REQUIREMENT:
All entries must be transcribed exactly, down to the last character.

DATA FOR THIS EXERCISE:
------------------------------------------------------------
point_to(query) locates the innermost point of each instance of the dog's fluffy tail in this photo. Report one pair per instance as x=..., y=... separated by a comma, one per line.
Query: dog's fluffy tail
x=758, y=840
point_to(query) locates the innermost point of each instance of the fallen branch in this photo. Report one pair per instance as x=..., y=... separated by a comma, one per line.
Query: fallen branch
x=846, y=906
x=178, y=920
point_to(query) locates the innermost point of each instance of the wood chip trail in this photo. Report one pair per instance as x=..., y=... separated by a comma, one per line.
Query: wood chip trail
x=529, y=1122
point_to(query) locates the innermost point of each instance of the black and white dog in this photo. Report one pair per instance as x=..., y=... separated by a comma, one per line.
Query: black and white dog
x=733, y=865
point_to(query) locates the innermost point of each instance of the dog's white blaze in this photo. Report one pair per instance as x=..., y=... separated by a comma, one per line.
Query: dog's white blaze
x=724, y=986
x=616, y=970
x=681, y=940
------------------------------------------------------------
WRITTEN ANSWER:
point_to(query) locates the innermost point of each instance of the dog's fluffy tail in this photo. Report one pair per instance as x=..., y=... separated by a comma, one per line.
Query: dog's fluffy tail
x=758, y=840
point_to(query) locates the innermost point of each instance of the fallen branch in this photo. Report one pair per instance as x=..., y=... separated by a comma, one per line.
Query: fallen branch
x=846, y=906
x=178, y=920
point_to(query) locates the innermost point of each instance of the wood chip trail in this photo. Report one pair per instance as x=..., y=... separated by a comma, one per line.
Query: wood chip trail
x=529, y=1122
point_to(query) locates the innermost point of each instance of the black and white dog in this photo. Report one pair per instance as x=..., y=... separated by a comma, one per line.
Query: black and white dog
x=733, y=865
point_to(query) locates the innermost point of each instance of the dog's white blaze in this photo. Report one pair per instance as x=..., y=... separated by a comma, one per line.
Query: dog's white blaze
x=724, y=986
x=616, y=970
x=681, y=940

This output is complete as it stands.